Note: We have now seen lists of tuples, lists of lists, dictionaries of lists, etc. In general, we can have sequences of sequences. The types of sequences that can be nested and the number of nesting levels is up to you, the programmer!

## Objects
We have already been exposed to the notion of an *object*. For example, when we open a file for reading or writing, the `open()` function returns a *file object*. 

In [1]:
# infile is a file object
infile = open(r"files\transactions.txt", "r")
print(infile.readlines())
infile.close()

['13.42\n', '27.19\n', '9.98\n', '48.56\n', '33.71']


`infile` is a file object that has associated functions, called *methods*. We have already seen this notion of *methods* when we learned about string and list methods (think `my_string.upper()`, etc.). In the above example, `readlines()` and `close()` are methods belonging to file objects.

An *object* is a powerful programming concept that couples data storage (i.e. variables) with associated data operations and functionality (i.e. methods).

## Classes
We know of several Python data types:
* `int`
* `float`
* `string`
* `file`
* etc.

Today, we are going to learn how to define our own types! To do so, we will define *classes*. A class is a collection of *attributes* and *behaviors* that completely describes something. More on *attributes* and *behaviors* to come.

Programmatically, a class is a type definition, and an object is a variable of that type. We also say an object is an *instance* of a class.

RECORDS SHOWN

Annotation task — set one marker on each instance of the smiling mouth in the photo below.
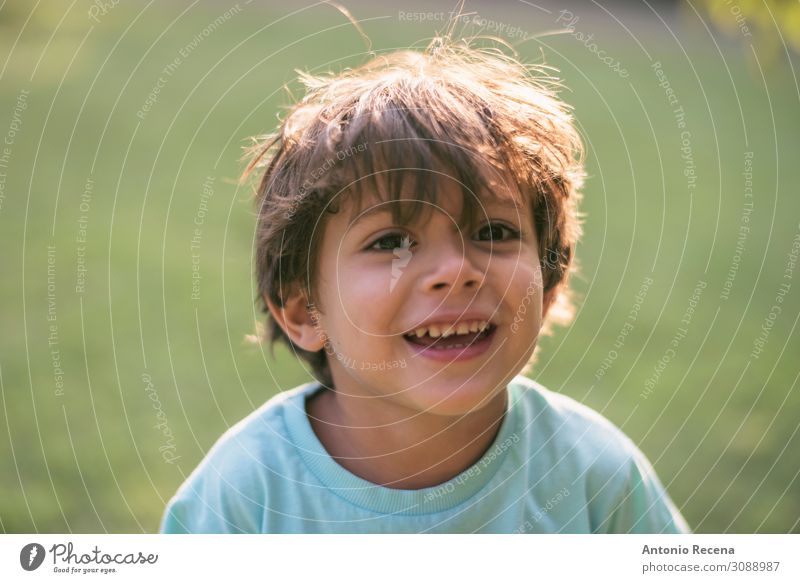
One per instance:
(452, 341)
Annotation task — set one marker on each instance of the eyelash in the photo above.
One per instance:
(514, 234)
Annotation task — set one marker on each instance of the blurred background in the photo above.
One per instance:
(126, 242)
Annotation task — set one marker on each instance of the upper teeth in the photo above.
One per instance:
(445, 330)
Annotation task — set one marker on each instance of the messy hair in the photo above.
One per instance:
(482, 115)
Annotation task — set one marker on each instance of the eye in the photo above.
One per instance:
(494, 232)
(390, 242)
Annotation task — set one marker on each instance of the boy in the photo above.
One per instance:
(416, 224)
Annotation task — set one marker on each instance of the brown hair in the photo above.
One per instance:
(482, 115)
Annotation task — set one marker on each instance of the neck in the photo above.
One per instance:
(393, 446)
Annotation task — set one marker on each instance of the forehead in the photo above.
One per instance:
(413, 199)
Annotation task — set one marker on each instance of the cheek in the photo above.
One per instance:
(362, 297)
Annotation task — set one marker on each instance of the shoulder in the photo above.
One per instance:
(572, 426)
(623, 492)
(226, 492)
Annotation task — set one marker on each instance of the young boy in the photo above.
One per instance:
(417, 222)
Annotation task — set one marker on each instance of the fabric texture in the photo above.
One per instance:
(555, 466)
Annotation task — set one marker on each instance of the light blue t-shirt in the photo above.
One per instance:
(555, 466)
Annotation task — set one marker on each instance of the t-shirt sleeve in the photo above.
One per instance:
(222, 495)
(643, 506)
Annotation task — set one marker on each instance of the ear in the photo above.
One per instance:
(548, 299)
(295, 318)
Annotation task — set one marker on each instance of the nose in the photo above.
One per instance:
(451, 266)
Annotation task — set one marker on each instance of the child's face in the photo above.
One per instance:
(378, 281)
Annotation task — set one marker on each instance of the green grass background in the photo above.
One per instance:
(720, 426)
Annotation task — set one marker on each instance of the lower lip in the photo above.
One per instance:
(454, 354)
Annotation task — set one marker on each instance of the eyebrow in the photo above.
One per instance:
(384, 208)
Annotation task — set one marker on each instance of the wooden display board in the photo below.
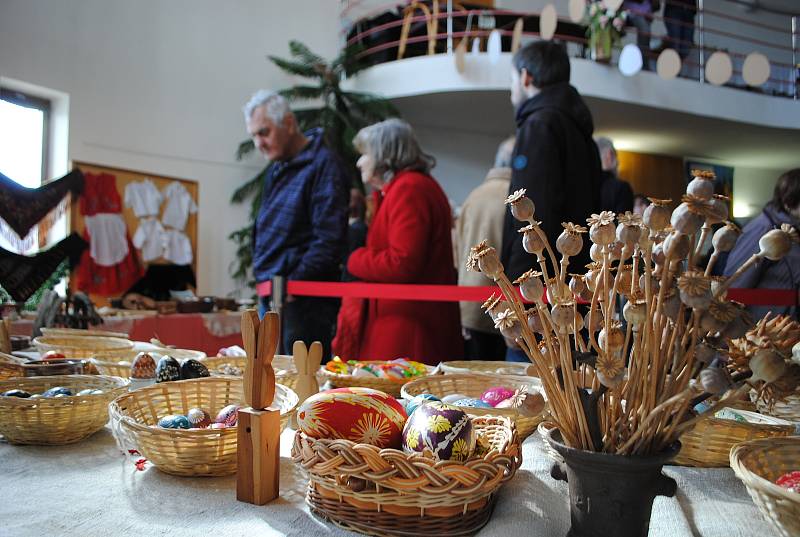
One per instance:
(123, 179)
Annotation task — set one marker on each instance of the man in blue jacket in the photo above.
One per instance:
(301, 229)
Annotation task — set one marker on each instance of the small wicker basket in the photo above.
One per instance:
(376, 491)
(200, 452)
(473, 385)
(758, 463)
(386, 385)
(85, 347)
(709, 443)
(60, 420)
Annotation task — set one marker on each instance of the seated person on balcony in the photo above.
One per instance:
(615, 195)
(301, 228)
(555, 158)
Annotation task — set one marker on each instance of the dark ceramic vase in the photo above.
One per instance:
(611, 495)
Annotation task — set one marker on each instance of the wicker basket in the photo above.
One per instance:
(485, 366)
(758, 464)
(59, 420)
(285, 371)
(85, 347)
(390, 386)
(387, 492)
(201, 452)
(709, 443)
(57, 332)
(473, 386)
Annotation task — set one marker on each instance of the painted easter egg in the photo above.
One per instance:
(229, 415)
(198, 418)
(174, 421)
(192, 369)
(412, 405)
(58, 390)
(16, 393)
(443, 429)
(362, 415)
(143, 367)
(472, 403)
(452, 398)
(168, 369)
(496, 394)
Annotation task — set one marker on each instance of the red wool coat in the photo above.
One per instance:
(409, 241)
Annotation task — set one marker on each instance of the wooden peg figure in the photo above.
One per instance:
(259, 426)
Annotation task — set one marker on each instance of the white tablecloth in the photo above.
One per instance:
(91, 489)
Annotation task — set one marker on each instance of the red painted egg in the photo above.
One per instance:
(361, 415)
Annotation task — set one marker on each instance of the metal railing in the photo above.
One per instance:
(713, 30)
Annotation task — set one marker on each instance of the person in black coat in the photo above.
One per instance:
(555, 158)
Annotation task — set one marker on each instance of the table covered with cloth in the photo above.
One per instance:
(92, 489)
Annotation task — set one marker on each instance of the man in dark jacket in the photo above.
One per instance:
(555, 158)
(300, 232)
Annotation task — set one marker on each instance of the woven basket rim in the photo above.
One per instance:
(114, 382)
(751, 478)
(292, 401)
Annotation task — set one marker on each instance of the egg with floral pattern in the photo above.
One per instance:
(361, 415)
(442, 429)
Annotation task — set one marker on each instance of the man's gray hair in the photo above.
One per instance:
(504, 153)
(393, 146)
(275, 105)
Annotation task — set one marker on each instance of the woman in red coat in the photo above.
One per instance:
(408, 242)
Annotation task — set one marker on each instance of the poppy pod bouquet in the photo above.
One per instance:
(625, 380)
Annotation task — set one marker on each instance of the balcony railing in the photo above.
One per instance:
(386, 34)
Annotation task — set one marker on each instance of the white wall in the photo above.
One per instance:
(158, 86)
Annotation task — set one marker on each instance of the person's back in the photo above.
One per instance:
(555, 158)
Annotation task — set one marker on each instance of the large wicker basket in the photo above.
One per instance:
(200, 452)
(709, 443)
(85, 347)
(758, 463)
(285, 371)
(388, 492)
(390, 386)
(473, 385)
(61, 420)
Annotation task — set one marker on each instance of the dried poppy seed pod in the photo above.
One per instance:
(687, 218)
(531, 241)
(701, 187)
(767, 365)
(570, 242)
(677, 246)
(522, 208)
(635, 314)
(563, 317)
(724, 239)
(695, 289)
(715, 380)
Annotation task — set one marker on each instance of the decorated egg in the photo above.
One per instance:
(444, 430)
(16, 393)
(362, 415)
(412, 405)
(452, 398)
(143, 367)
(192, 369)
(198, 418)
(174, 421)
(56, 391)
(472, 403)
(496, 394)
(168, 369)
(229, 415)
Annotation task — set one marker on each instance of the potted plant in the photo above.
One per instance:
(621, 396)
(604, 29)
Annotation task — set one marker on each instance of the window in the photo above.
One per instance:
(24, 137)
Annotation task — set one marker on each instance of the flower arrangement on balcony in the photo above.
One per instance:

WORK REQUIRED
From the tutorial on objects and classes, extract the part that opens with the words "print(infile.readlines())" and closes with "to file objects.". The lines come from a different source than the tutorial on objects and classes.

CORRECT RESULT
print(infile.readlines())
infile.close()

['13.42\n', '27.19\n', '9.98\n', '48.56\n', '33.71']


`infile` is a file object that has associated functions, called *methods*. We have already seen this notion of *methods* when we learned about string and list methods (think `my_string.upper()`, etc.). In the above example, `readlines()` and `close()` are methods belonging to file objects.